» **Task to carry out**: Could you copy every one of the rows below word for word, leaving the pictures out?

------

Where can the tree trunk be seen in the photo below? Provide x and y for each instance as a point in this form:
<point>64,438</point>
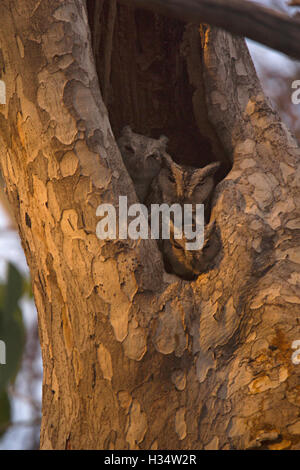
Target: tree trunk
<point>135,358</point>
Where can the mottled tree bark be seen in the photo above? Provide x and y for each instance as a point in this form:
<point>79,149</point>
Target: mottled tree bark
<point>135,358</point>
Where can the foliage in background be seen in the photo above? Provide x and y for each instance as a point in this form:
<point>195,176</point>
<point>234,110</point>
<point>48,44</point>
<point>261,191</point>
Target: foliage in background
<point>12,332</point>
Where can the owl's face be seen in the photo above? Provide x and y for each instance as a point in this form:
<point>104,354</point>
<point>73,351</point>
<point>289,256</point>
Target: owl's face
<point>186,185</point>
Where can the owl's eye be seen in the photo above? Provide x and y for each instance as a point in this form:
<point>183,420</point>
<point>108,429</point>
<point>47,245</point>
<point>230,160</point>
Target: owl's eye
<point>129,149</point>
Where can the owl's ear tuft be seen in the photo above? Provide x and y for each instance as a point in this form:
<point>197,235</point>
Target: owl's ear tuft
<point>127,131</point>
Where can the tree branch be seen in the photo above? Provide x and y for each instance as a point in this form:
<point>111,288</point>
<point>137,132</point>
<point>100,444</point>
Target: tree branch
<point>240,17</point>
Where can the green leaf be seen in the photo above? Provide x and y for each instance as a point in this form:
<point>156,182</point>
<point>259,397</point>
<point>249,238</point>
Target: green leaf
<point>5,412</point>
<point>12,330</point>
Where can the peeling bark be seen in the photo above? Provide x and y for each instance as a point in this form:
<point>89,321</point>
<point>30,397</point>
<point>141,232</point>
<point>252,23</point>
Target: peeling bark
<point>134,358</point>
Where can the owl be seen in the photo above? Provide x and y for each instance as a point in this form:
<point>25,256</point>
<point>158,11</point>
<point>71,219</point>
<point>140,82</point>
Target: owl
<point>157,180</point>
<point>186,185</point>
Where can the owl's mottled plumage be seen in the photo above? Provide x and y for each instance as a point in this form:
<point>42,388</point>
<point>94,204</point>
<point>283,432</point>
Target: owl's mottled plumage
<point>158,179</point>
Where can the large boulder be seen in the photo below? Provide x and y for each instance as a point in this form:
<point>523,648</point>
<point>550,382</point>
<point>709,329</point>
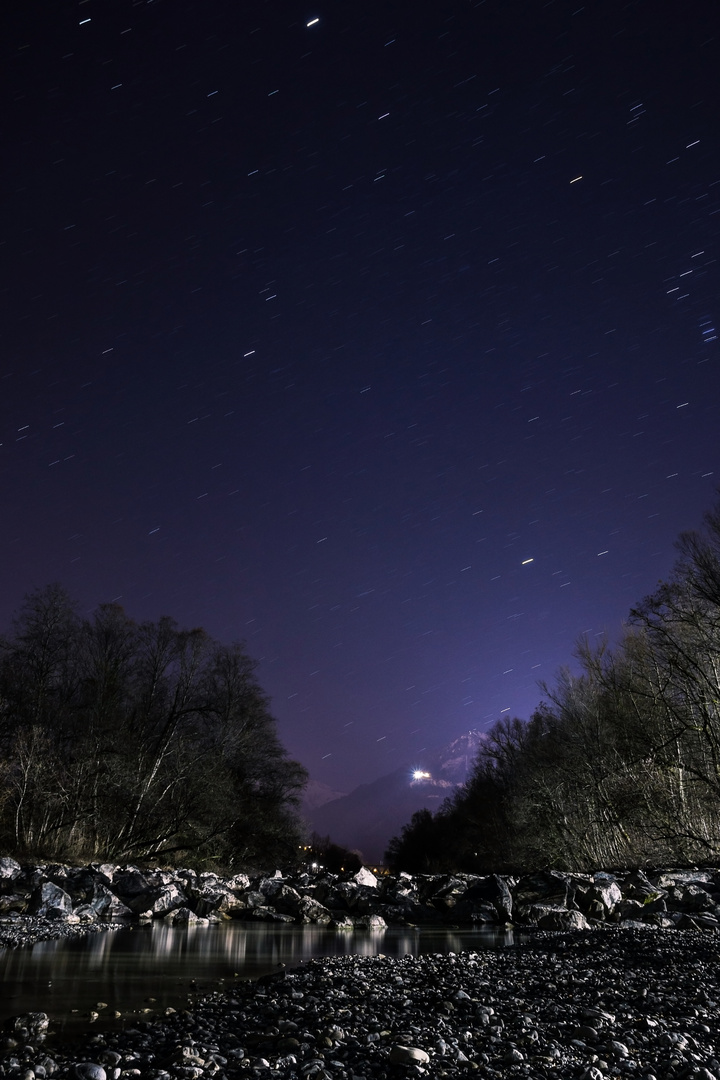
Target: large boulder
<point>9,872</point>
<point>50,902</point>
<point>128,883</point>
<point>492,890</point>
<point>546,887</point>
<point>311,910</point>
<point>365,877</point>
<point>170,899</point>
<point>561,919</point>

------

» **Answer in full**:
Where can the tree trunk be seen in the photo below? Provide x and y for each instance as a point in this form:
<point>64,438</point>
Target: tree trunk
<point>135,358</point>
Where can the mottled tree bark be seen in the photo above? Provide x and y for each instance as a point in this form:
<point>79,149</point>
Target: mottled tree bark
<point>135,358</point>
Where can the foliage in background be seen in the photo above? Provide x and y for each instance as a point in this form:
<point>195,176</point>
<point>234,110</point>
<point>48,44</point>
<point>261,191</point>
Target: foliage in background
<point>12,332</point>
Where can the owl's face be seen in the photo above? Provide x and y for each instance as a point in this form:
<point>104,354</point>
<point>73,351</point>
<point>289,256</point>
Target: owl's face
<point>186,185</point>
Where can the owl's eye be seen in the photo above? Provide x and y for each instance as a point in this form:
<point>183,420</point>
<point>108,429</point>
<point>47,245</point>
<point>230,160</point>
Target: owl's eye
<point>129,149</point>
Where can the owl's ear tuft be seen in the photo above? Provide x and y for each instance as a point in this form:
<point>197,235</point>
Target: owl's ear tuft
<point>127,131</point>
Where can the tree branch be seen in the photo above? Provide x and y for each instance as a point in this form:
<point>111,288</point>
<point>137,132</point>
<point>100,444</point>
Target: tree branch
<point>240,17</point>
Where can the green leaf be seen in the photo above? Provide x and y for each instance as a point in this form:
<point>156,182</point>
<point>259,397</point>
<point>249,238</point>
Target: green leaf
<point>5,412</point>
<point>12,330</point>
Where can the peeling bark be seen in the photo above? Provide x and y for each instance as a point in this form:
<point>89,321</point>
<point>30,397</point>
<point>141,232</point>
<point>252,23</point>
Target: peeling bark
<point>134,358</point>
Where can the owl be seen in the photo above? Provide x and y for each instance as a point in this form:
<point>25,256</point>
<point>158,11</point>
<point>71,219</point>
<point>140,82</point>
Target: owl
<point>157,180</point>
<point>186,185</point>
Where can the owl's mottled plumage be seen in the photo above? Provide x and y for each instance as a point in this form:
<point>42,388</point>
<point>94,204</point>
<point>283,432</point>
Target: owl's mottled plumage
<point>158,179</point>
Where can the large boulder be seen in the photo below? Provide x and y for each instance as a point in this form:
<point>523,648</point>
<point>550,382</point>
<point>709,329</point>
Target: large boulder
<point>9,872</point>
<point>50,902</point>
<point>128,883</point>
<point>492,890</point>
<point>546,887</point>
<point>311,910</point>
<point>365,877</point>
<point>170,899</point>
<point>561,919</point>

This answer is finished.